PASSAGE TO READ

Peeler has a great imagination of taking mythical creatures and making them human, likable, and still very interesting. Lyla and Jinn in general are perfect examples of that. Also, all of Lyla’s supernatural friends are great examples of this as well with one even being a Willow the Wisp which one does not often see in urban fantasy. This book is a great example of giving the main character some great friends with even greater personalities. Lyla is not the only character that can stand on their own.

I just want to say just how interesting her side characters are. Each one is either a very imaginative supernatural creature or has a background that just begs to be revisited, like Charlie. I want a book just about Charlie. Charlie is a side character that you learn very early on was once human as well like Lyla but now, well it’s complicated. It’s a great example of bringing a point home without hammering it into your reader’s head. Look at these two crazy, old, and supernaturally screwed kids. Watch as they get on in the human world. When Lyla is unable to give us added perspective about the duality Charlie is there to take it on without dragging the plot or pace down.

EXERCISE AIM
Extend the review of Peeler's book about Lyla and her supernatural friends, picking up after its final sentence. The items below have no part in this.

EXTRACTED MATERIAL
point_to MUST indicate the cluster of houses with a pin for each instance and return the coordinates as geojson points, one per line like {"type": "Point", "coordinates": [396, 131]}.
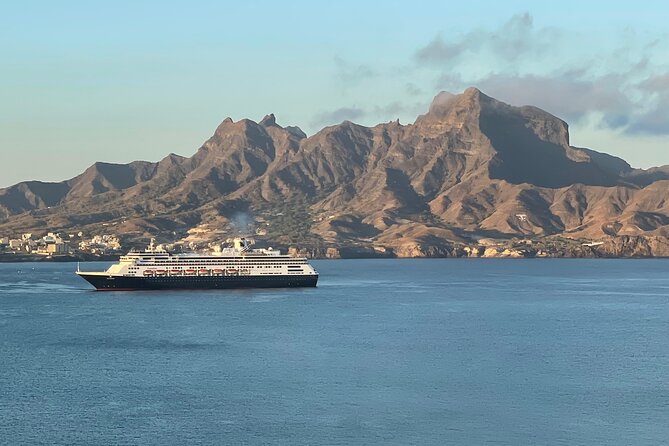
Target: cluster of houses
{"type": "Point", "coordinates": [60, 244]}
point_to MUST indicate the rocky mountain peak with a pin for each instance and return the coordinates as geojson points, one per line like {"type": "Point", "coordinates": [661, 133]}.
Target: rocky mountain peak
{"type": "Point", "coordinates": [269, 121]}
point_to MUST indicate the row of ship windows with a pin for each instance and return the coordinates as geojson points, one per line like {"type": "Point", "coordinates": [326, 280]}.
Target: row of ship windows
{"type": "Point", "coordinates": [248, 267]}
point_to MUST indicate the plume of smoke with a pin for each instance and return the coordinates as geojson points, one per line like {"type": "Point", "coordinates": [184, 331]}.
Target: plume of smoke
{"type": "Point", "coordinates": [242, 222]}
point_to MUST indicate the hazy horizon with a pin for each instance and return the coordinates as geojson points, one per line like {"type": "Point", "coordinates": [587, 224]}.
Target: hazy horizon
{"type": "Point", "coordinates": [130, 81]}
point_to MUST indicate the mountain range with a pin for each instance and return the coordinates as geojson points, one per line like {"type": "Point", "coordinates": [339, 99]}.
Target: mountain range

ANSWER TO THIS TASK
Peeler has a great gift for writing extremely vivid character(s?). None fall into the wet cardboard category. A lot of urban fantasy, I’ve noticed in recent years, relies on the one-dimensional side characters to stroke the main character’s ego or be a cheerleader. Lyla’s friends are just as fleshed out as herself. Peeler put a lot of thought into each one before starting the book. Or maybe it comes naturally.

I loved Jinn and Juice dearly but to be honest, it wasn’t quite as good as her Jane True series. My opinion might be getting colored by the fact that it’s only a standalone book and I really, really want to know more about Lyla, Charlie, and the rest of them. If expanded into a full series I would be pre-ordering the sequels the minute the link went live.

Overall, it’s a great read and a great palate cleanser when dealing with the world at large. It’s enjoyable beginning, middle, and end.